Sementara itu, Merawati melalui kuasa hukumnya dari Ardianto Coorporate Law Office, dalam keterangan persnya menyampaikan, bahwa pihaknya melakukan upaya hukum dan menggugat Kepala Kantor Pertanahan / Badan Pertanahan Nasional (BPN) Kabupaten Deli di PTUN Medan, berdasarkan reg no. 5/G/2023/PTUN.MDN.

Direktur Ardianto Coorporate Law Office, Andi Ardianto kepada wartawan menjelaskan, keputusan Kepala Kantor Pertanahan Kabupaten Deli Serdang dalam penerbitan Sertifikat Hak Milik Nomor 2313 Desa Helvetia Kecamatan Labuhan Deli Kabupaten Deli Serdang tanggal 8 September 2022, dengan Surat Ukur Nomor 495/Helvetia/2022 tanggal 6 September 2022, luas 1.888 meter persegi yang semula atas nama Rakio kemudian berganti atas nama Budi Kartono, terletak di Dusun II Desa Helvetia Kecamatan Labuhan Deli Kabupaten Deli Serdang, dinilai cacat hukum. 

"Kami menggugat Kepala Kantor Pertanahan Deli Serdang, sebab telah menimbulkan akibat hukum pada penggugat yang tidak dapat lagi menggunakan dan mendapatkan hak-haknya sebagai ahli waris pemilik sebidang tanah Aquo," ujar Andi, Kamis (2/2/2023). 

Andi mengatakan, pihaknya melakukan upaya hukum karena telah menimbulkan kerugian nyata bagi kliennya selaku penggugat, sehingga penggugat mempunyai hak untuk menggugat ke Pengadilan Tata Usaha Negara (PTUN) Medan.

"Sebelumnya kami sudah memohonkan kepada Kepala Kantor Pertanahan Kabupaten Deli Serdang untuk membatalkan SHM nomor 02313 atas nama Rakio dan terakhir terdaftar atas nama Budi Kartono. Namun hingga gugatan ini diajukan belum ada jawaban dari Kantor Pertanahan Kabupaten Deli Serdang," tuturnya.

▶ _Soal 1_:
Salin dengan tepat bagian kutipan dokumen di atas, mulai dari "Andi mengatakan, pihaknya" sampai dengan "Negara (PTUN) Medan.", termasuk kata-kata terakhir tersebut.

▶ _Baris Data_:
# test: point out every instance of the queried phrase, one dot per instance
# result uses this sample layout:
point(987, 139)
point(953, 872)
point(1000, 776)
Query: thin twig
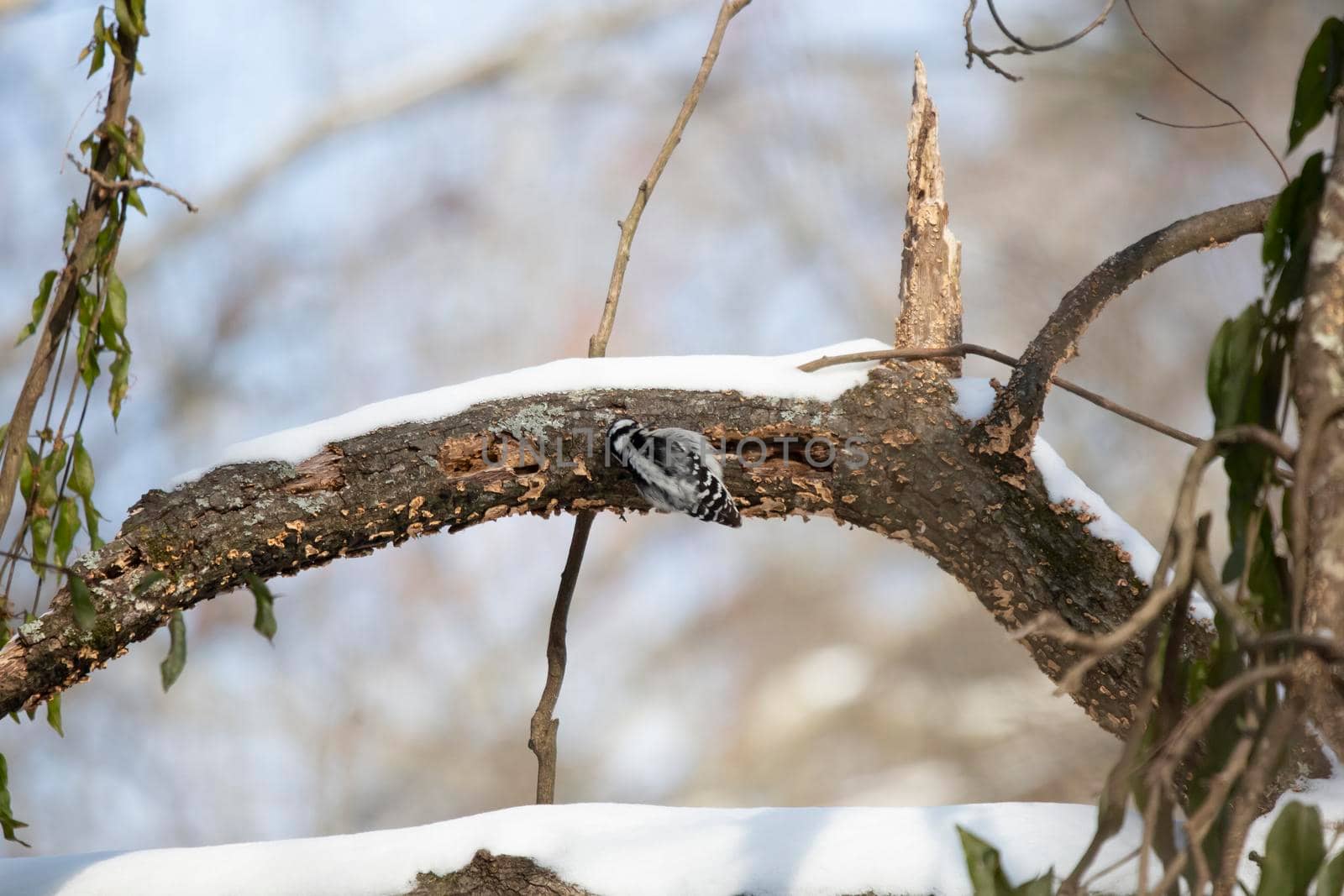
point(969, 348)
point(1247, 806)
point(121, 186)
point(1047, 47)
point(1173, 123)
point(1018, 46)
point(597, 345)
point(54, 567)
point(1206, 89)
point(1184, 535)
point(544, 726)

▶ _Soal 2_:
Tolong tuliskan kembali semua baris data di atas tanpa mengubah apa pun, dan jangan sertakan gambarnya dalam jawaban.

▶ _Jawaban Lengkap 1_:
Andi mengatakan, pihaknya melakukan upaya hukum karena telah menimbulkan kerugian nyata bagi kliennya selaku penggugat, sehingga penggugat mempunyai hak untuk menggugat ke Pengadilan Tata Usaha Negara (PTUN) Medan.

▶ _Jawaban Lengkap 2_:
# test: point out every instance of the queried phrase, one dot per instance
# result uses this sample layout:
point(987, 139)
point(953, 872)
point(1000, 776)
Query: thin twig
point(969, 348)
point(1247, 806)
point(121, 186)
point(1047, 47)
point(1173, 123)
point(1018, 46)
point(597, 345)
point(54, 567)
point(1206, 89)
point(1184, 535)
point(544, 726)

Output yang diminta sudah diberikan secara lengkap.